EXCERPT —
↓↓↓

How to best read proseg output in sdata format?
Hello and thanks for this great tool!
I am using proseg 2.0.4. I have ran proseg and subsequently run proseg-to-baysor and xeniumranger import-segmentation to generate a xenium explorer compatible output.
I tried to use the xenium function from spatialdata-io to read in the xeniumranger formatted output but it gave me an error that I will paste below.
Would you be able to advise on this error or would you have a recommended code snippet to read the proseg output into an sdata format?
Cheers, Anastasia
KeyError Traceback (most recent call last)
Cell In[18], line 9
7 for proseg_path in proseg_io:
8 print(str(proseg_path)+'/proseg-xenium/outs/')
----> 9 sdata = xenium(str(proseg_path)+'/proseg-xenium/outs/', n_jobs=30)
10 #zarr_path = str(proseg_path)+'/proseg-xenium/outs/' + ".zarr"
11 #sdata.write(zarr_path)
File /lib/python3.11/site-packages/spatialdata_io/_utils.py:47, in deprecation_alias.
File /lib/python3.11/site-packages/spatialdata_io/readers/xenium.py:228, in xenium(path, cells_boundaries, nucleus_boundaries, cells_as_circles, cells_labels, nucleus_labels, transcripts, morphology_mip, morphology_focus, aligned_images, cells_table, n_jobs, imread_kwargs, image_models_kwargs, labels_models_kwargs) 219 labels["nucleus_labels"], _ = _get_labels_and_indices_mapping( 220 path, 221 XeniumKeys.CELLS_ZARR, (...) 225 labels_models_kwargs=labels_models_kwargs, 226 ) 227 if cells_labels: --> 228 labels["cell_labels"], cell_labels_indices_mapping = _get_labels_and_indices_mapping( 229 path, 230 XeniumKeys.CELLS_ZARR, 231 specs, 232 mask_index=1, 233 labels_name="cell_labels", 234 labels_models_kwargs=labels_models_kwargs, 235 ) 236 if cell_labels_indices_mapping is not None and table is not None: 237 if not pd.DataFrame.equals(cell_labels_indices_mapping["cell_id"], table.obs[str(XeniumKeys.CELL_ID)]):
File /lib/python3.11/site-packages/spatialdata_io/readers/xenium.py:420, in _get_labels_and_indices_mapping(path, file, specs, mask_index, labels_name, labels_models_kwargs) 416 zip_ref.extractall(tmpdir) 418 with zarr.open(str(tmpdir), mode="r") as z: 419 # get the labels --> 420 masks = z["masks"][f"{mask_index}"][...] 421 labels = Labels2DModel.parse( 422 masks, dims=("y", "x"), transformations={"global": Identity()}, **labels_models_kwargs 423 ) 425 # build the matching table
File /lib/python3.11/site-packages/zarr/hierarchy.py:511, in Group.getitem(self, item) 509 raise KeyError(item) 510 else: --> 511 raise KeyError(item)

↑↑↑

Continue the forum thread about reading proseg output into spatialdata, starting right after the traceback's final line.

EXCERPTED RECORDS —

↓↓↓

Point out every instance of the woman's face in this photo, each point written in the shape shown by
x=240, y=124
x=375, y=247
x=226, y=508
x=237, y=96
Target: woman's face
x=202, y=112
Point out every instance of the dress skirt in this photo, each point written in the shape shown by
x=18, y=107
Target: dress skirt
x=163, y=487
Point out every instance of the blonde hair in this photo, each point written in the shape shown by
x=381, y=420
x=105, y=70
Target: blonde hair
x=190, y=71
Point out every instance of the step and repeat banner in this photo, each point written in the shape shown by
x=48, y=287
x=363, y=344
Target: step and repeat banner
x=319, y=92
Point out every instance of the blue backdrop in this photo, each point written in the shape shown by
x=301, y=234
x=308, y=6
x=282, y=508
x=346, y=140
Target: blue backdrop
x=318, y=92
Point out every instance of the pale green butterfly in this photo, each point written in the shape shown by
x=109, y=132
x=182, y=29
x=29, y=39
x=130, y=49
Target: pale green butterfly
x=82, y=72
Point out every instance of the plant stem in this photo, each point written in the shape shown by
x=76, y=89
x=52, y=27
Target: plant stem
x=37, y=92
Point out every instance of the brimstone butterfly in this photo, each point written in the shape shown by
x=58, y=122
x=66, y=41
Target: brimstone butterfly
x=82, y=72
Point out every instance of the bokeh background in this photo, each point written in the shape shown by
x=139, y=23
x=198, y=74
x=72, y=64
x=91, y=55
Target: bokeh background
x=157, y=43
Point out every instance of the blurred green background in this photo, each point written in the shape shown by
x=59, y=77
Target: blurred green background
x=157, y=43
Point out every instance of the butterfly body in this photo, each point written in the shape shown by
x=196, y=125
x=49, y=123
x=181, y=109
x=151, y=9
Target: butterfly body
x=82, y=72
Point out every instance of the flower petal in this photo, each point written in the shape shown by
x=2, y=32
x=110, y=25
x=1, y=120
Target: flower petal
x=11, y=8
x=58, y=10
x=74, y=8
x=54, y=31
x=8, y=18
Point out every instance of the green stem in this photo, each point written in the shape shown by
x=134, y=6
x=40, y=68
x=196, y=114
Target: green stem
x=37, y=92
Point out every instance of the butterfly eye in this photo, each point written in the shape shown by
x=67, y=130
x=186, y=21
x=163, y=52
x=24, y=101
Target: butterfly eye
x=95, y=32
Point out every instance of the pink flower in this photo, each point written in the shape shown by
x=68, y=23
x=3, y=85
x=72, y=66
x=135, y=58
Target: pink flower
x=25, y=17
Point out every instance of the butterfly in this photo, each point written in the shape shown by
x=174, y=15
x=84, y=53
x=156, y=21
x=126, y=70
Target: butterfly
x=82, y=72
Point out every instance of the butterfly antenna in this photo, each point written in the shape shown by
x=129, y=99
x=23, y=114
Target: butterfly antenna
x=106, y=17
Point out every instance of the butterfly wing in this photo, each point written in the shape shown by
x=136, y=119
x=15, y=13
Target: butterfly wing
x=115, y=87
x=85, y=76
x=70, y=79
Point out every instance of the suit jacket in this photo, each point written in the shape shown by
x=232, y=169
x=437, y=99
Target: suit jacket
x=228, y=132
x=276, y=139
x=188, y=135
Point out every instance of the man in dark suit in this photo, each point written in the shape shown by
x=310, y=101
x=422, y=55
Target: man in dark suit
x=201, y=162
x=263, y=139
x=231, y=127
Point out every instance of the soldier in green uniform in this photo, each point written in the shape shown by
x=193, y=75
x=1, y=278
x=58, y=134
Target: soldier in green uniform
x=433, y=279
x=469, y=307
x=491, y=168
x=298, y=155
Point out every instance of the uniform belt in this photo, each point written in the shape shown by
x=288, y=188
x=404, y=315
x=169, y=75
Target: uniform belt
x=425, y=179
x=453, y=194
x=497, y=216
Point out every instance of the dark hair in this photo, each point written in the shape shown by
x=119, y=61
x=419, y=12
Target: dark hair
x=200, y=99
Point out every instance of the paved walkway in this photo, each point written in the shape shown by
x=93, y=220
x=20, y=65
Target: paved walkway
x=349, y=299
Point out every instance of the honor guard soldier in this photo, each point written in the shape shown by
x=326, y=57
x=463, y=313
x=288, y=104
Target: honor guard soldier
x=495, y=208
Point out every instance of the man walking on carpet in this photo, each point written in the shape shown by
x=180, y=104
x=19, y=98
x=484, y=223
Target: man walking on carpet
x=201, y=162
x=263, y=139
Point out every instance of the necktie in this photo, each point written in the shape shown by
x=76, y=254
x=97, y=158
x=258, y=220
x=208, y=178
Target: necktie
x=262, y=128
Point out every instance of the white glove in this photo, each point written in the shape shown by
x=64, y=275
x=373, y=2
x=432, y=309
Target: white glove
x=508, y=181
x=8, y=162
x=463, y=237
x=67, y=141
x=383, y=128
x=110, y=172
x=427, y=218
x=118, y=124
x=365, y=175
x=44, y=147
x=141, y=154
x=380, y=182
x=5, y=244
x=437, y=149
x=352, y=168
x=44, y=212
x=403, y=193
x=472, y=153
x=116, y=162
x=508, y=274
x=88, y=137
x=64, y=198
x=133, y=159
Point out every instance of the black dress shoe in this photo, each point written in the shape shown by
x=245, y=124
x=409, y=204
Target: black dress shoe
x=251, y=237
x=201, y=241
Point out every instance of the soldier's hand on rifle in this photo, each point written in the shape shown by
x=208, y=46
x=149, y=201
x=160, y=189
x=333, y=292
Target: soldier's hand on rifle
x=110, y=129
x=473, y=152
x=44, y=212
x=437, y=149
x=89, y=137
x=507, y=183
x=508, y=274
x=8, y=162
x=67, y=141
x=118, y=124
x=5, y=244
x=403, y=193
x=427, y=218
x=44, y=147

↑↑↑

EXPECTED OUTPUT —
KeyError: '1'
Actually adding the following to my xenium function resolved the issue.
sdata = xenium(str(proseg_path)+'/proseg-xenium/outs/', n_jobs=30, cells_labels=False, nucleus_boundaries=False)
I would still be interested to know if you have a suggested way to read in the proseg output in an sdata format.
Thanks again! Anastasia
This is a spatialdata-io issue (I just created an issue, see the mention above), so they'll have to add support for this. In the mean time, the best you can do I suspect is what you've done already (i.e. turn off reading boundaries).
@kousaa, I used a package called SOPA (https://gustaveroussy.github.io/sopa/), which provides a convenient way of running multiple cell segmentation algorithms. The package is based on spatialdata standards, so the output is an sdata object. It might be worth it for you to give it a try.